## Data shown
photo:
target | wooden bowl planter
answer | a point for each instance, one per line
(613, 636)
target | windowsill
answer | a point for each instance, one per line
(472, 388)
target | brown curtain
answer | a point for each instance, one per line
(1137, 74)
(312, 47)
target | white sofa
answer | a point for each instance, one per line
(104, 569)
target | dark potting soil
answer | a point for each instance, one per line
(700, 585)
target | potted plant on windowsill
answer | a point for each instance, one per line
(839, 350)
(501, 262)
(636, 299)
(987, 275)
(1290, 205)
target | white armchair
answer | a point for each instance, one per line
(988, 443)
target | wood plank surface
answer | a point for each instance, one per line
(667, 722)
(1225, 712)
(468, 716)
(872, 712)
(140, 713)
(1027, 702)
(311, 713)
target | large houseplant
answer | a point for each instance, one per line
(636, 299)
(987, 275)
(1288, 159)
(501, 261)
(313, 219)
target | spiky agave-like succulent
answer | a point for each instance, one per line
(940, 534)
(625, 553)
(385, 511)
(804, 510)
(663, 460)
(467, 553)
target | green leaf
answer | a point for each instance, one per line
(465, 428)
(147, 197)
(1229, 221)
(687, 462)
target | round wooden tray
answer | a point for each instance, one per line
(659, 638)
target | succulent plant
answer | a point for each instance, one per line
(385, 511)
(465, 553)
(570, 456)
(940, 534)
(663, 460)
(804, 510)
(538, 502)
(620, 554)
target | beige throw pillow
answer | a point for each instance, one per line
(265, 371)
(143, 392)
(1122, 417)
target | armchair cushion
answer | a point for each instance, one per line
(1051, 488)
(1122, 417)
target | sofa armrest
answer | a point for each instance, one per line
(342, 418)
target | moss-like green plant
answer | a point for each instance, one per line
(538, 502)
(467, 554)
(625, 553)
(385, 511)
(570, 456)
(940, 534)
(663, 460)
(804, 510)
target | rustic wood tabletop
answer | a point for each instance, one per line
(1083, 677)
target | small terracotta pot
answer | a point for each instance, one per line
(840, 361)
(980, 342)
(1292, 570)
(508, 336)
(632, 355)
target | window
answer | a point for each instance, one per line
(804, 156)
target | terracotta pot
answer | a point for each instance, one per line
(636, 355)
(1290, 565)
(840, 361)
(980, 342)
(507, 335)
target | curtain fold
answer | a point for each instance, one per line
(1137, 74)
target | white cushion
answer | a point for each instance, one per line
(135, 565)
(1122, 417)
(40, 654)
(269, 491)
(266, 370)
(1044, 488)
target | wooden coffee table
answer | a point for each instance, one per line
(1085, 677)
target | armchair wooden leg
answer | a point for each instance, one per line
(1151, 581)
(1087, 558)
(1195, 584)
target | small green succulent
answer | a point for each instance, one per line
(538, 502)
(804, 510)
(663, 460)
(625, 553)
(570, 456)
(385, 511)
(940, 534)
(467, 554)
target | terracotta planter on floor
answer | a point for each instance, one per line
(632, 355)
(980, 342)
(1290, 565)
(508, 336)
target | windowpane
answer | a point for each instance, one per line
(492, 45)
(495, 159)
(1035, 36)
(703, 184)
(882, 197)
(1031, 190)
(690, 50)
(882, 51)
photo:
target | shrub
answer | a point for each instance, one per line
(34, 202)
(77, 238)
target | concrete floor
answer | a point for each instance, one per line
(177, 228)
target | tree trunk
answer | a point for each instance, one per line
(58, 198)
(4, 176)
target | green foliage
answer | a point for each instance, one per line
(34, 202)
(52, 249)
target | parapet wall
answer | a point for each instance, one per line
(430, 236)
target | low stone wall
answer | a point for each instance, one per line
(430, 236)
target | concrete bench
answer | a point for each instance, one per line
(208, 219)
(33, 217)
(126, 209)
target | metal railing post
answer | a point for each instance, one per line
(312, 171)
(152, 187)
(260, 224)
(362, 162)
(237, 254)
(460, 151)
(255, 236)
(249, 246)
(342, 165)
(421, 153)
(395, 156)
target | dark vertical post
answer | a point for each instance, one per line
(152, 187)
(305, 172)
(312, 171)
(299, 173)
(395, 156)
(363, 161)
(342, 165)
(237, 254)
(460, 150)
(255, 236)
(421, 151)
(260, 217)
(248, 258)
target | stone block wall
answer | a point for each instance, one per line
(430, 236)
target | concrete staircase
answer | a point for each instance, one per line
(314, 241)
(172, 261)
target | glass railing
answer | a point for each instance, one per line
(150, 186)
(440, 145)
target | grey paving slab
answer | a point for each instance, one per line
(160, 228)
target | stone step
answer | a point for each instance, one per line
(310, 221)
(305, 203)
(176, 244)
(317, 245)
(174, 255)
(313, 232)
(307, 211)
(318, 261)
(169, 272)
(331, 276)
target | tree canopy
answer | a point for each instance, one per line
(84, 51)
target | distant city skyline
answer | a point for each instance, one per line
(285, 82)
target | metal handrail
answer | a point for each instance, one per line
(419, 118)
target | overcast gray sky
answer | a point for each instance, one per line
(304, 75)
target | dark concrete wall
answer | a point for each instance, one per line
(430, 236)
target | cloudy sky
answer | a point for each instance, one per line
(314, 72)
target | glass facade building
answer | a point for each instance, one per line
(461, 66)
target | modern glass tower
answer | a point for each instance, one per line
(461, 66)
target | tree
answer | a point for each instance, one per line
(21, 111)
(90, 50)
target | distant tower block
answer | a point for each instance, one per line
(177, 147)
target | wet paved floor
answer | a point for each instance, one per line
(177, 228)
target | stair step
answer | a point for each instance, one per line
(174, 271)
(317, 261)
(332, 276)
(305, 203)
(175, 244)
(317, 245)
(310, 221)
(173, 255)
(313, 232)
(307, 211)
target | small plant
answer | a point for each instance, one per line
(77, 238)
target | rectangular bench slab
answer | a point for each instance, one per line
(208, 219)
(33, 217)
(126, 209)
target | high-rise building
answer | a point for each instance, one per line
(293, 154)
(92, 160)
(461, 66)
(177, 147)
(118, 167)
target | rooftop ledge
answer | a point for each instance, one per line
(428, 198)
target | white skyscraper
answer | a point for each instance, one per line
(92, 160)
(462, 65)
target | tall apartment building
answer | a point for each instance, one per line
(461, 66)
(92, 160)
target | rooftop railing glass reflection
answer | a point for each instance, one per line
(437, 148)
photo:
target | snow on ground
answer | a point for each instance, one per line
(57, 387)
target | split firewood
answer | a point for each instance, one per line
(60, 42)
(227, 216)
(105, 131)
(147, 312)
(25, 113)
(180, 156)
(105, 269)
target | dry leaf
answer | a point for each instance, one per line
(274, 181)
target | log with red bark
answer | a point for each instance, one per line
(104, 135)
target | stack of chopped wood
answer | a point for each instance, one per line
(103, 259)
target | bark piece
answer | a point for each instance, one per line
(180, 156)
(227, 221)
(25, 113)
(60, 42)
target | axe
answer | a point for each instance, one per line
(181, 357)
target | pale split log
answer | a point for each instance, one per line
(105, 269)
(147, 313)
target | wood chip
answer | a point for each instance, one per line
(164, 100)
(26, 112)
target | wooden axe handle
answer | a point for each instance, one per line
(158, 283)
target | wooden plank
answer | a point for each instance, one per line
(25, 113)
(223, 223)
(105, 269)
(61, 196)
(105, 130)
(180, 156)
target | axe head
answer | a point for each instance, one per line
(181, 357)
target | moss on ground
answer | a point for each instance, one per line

## Job
Extract, unchanged, the closing run of lines that opens with the line containing "target | rooftop ledge" and ends with the last line.

## Task output
target | rooftop ledge
answer | a point for each instance, one per line
(428, 198)
target | white skyscraper
answer | a point for each instance, one per line
(92, 160)
(462, 65)
target | tall apartment building
answer | a point for each instance, one per line
(461, 66)
(92, 160)
target | rooftop railing glass reflection
answer | a point for each instance, one per line
(437, 148)
photo:
target | snow on ground
answer | a point for each instance, one per line
(57, 387)
target | split firewood
answer | a point for each instance, one per line
(60, 42)
(227, 216)
(105, 131)
(147, 312)
(25, 113)
(180, 156)
(105, 269)
target | dry leaf
answer | a point for each instance, one per line
(274, 181)
target | log with red bark
answer | a point for each instance, one per line
(104, 135)
target | stack of chopped wood
answer | a point for each instance, one per line
(103, 259)
target | bark piece
answer | a point for each instance, one per line
(180, 156)
(227, 221)
(25, 113)
(60, 42)
target | axe
answer | a point for each instance, one per line
(181, 357)
target | pale split log
answer | a point for each instance, one per line
(105, 269)
(147, 313)
target | wood chip
answer | a point for each instance, one per line
(164, 100)
(26, 112)
target | wooden axe handle
answer | a point for each instance, one per line
(158, 283)
target | wooden plank
answer | a point for each instance, one per line
(25, 113)
(223, 223)
(105, 269)
(61, 196)
(105, 130)
(180, 156)
target | axe head
answer | a point for each instance, one per line
(181, 357)
target | moss on ground
answer | a point for each instance, one per line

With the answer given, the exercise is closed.